- _Aim_
Give back every line of the records below word for word, but leave the pictures out of your answer.

- _Records to use_

================

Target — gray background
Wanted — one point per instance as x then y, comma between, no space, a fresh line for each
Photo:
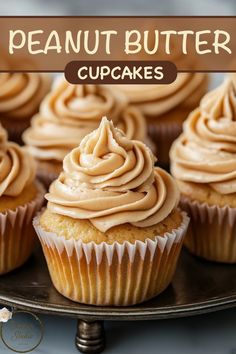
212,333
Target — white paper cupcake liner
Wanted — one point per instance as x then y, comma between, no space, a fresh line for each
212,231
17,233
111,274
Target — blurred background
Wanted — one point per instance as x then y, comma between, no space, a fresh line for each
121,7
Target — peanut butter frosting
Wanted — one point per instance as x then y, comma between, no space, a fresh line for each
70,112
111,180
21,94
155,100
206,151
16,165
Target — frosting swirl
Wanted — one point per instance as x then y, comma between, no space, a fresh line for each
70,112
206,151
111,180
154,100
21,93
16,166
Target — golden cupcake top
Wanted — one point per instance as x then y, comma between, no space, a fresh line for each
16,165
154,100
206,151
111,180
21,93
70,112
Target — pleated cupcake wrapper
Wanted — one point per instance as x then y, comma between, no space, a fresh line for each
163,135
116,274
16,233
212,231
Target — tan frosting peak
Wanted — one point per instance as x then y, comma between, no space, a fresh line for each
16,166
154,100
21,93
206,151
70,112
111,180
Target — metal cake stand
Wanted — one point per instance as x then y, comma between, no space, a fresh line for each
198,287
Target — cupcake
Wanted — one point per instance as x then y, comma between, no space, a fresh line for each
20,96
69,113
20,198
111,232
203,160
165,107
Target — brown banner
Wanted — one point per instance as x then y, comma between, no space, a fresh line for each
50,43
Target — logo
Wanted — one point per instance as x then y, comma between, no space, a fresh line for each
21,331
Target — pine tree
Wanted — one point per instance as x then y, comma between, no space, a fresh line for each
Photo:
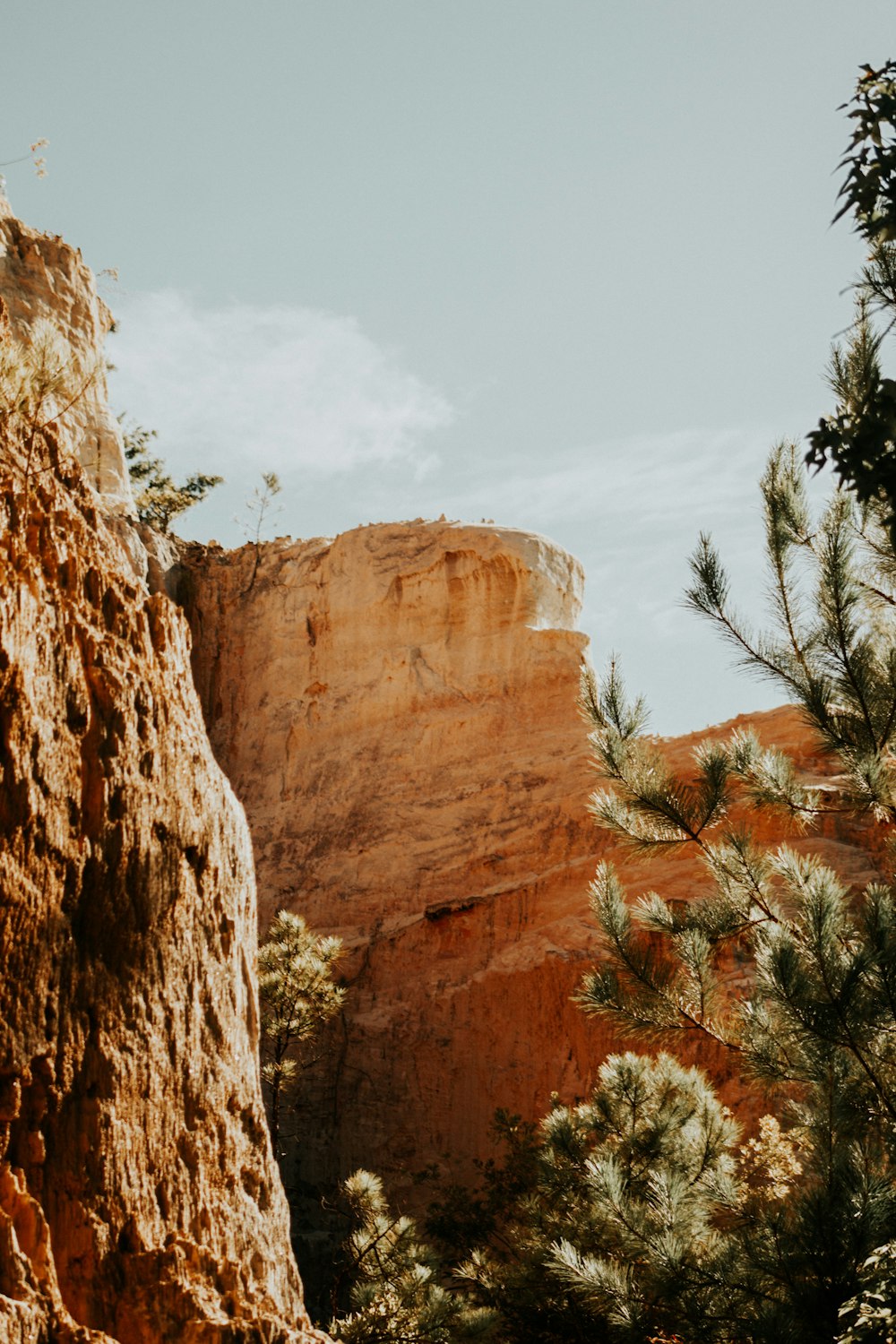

================

- _Full solution_
Target — gray background
Wanted — one point per instance as x then y, comma between, no space, a fresh line for each
Photo:
212,333
Target — white paper cupcake liner
Wanted — one point per instance as x then y, comma between, no space, a fresh line for each
212,231
17,233
111,274
Target — blurred background
Wanted — one point per instance as x then y, comma between, no space, a fresh line for each
121,7
Target — peanut butter frosting
Wanted — one point per instance as x then y, comma between, no space, a fresh line for each
70,112
111,180
21,94
155,100
206,151
16,165
Target — frosting swirl
Wanted — one point per instance as x then y, comma between, no space, a fresh line for each
70,112
206,151
111,180
154,100
21,93
16,166
Target — golden cupcake top
Wanted — one point per instance as x then y, comma between, no space, a fresh line for each
16,165
154,100
206,151
111,180
21,93
70,112
Target — pleated cupcake wrapper
Wanted — one point per instance as x then y, comma between, no space, a fresh line for each
163,135
116,274
16,233
212,231
Target — tan frosting peak
Wanted — one point per instance as x then y, comma between, no space, a fresh line for each
16,166
154,100
21,93
206,151
70,112
111,180
Target — metal cake stand
Wanted — one point per instance as x then y, comma between, no space, a fresh line for each
198,287
Target — cupcake
Wanted — one point per instance as x then y, comma between, no space, a fresh line for each
20,96
69,113
20,198
111,232
203,160
165,107
Target — brown banner
Wanted — one point per instance as x then y, comma between, no space, a fresh line for each
50,43
Target — logo
Wanted — one point per instance as x then y, comma between, no space, a fresh line for each
21,331
Target — pine tree
Wanted — one point per instance as x then y, comma between, no space, a fresh line for each
Photo:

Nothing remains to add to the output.